Source data:
========================================================================
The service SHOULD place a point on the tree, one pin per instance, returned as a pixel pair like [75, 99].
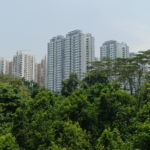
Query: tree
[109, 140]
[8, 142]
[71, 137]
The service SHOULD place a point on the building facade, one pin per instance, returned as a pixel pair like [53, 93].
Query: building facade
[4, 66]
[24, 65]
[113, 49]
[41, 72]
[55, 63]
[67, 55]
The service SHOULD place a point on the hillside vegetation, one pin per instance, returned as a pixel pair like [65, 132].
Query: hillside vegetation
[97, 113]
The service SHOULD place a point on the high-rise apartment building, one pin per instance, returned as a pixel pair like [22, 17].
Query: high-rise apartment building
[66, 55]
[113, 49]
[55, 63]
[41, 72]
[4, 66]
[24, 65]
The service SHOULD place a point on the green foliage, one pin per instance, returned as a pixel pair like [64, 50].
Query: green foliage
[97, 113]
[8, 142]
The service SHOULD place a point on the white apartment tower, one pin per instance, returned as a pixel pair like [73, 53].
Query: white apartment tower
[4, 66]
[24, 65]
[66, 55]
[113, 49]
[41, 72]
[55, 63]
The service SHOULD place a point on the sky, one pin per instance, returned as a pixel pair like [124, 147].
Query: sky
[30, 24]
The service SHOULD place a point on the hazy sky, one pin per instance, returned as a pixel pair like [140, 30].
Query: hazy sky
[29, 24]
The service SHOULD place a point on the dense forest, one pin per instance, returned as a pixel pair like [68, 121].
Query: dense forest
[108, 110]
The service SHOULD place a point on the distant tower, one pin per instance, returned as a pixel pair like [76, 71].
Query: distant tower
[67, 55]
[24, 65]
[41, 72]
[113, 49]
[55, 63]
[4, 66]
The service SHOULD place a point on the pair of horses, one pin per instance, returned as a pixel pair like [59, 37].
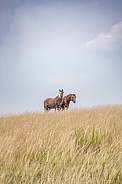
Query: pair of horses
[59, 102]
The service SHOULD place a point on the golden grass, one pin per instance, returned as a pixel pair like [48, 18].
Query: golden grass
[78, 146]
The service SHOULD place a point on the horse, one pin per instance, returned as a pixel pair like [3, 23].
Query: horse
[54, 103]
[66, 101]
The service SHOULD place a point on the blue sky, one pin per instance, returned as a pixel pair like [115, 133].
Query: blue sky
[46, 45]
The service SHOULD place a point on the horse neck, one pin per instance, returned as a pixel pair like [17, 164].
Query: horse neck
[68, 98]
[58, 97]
========================================================================
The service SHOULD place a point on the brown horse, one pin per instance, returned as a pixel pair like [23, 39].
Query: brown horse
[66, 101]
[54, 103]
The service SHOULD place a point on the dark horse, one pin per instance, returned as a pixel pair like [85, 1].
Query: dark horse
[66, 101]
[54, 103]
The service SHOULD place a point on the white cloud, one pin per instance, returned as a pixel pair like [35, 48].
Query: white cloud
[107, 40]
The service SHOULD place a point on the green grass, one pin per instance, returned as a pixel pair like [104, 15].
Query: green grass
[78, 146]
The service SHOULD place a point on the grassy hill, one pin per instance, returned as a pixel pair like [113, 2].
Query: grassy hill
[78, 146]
========================================================================
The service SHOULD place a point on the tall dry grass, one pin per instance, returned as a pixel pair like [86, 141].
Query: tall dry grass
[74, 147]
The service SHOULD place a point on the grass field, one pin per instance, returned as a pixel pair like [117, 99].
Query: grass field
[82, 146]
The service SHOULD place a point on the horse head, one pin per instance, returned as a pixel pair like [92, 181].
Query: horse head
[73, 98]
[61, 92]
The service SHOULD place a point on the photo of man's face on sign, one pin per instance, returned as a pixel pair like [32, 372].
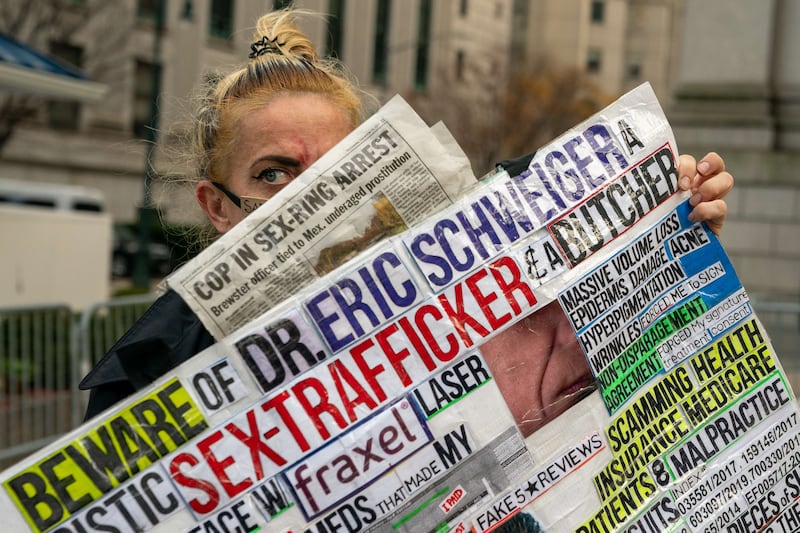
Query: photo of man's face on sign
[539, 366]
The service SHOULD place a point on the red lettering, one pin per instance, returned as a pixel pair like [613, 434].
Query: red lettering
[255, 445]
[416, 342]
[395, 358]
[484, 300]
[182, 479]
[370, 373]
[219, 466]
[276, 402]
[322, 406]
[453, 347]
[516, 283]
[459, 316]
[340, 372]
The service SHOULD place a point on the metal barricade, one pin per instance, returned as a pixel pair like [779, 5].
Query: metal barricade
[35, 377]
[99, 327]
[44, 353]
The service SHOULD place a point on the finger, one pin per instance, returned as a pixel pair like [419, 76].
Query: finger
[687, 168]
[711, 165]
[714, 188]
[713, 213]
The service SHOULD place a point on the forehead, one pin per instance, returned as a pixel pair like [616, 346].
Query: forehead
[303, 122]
========================================================================
## TO DO
Report the number of lines in the entries above that contain the string "dark", treating uppercase and lowercase letters as distinct. Give only the number.

## RESULT
2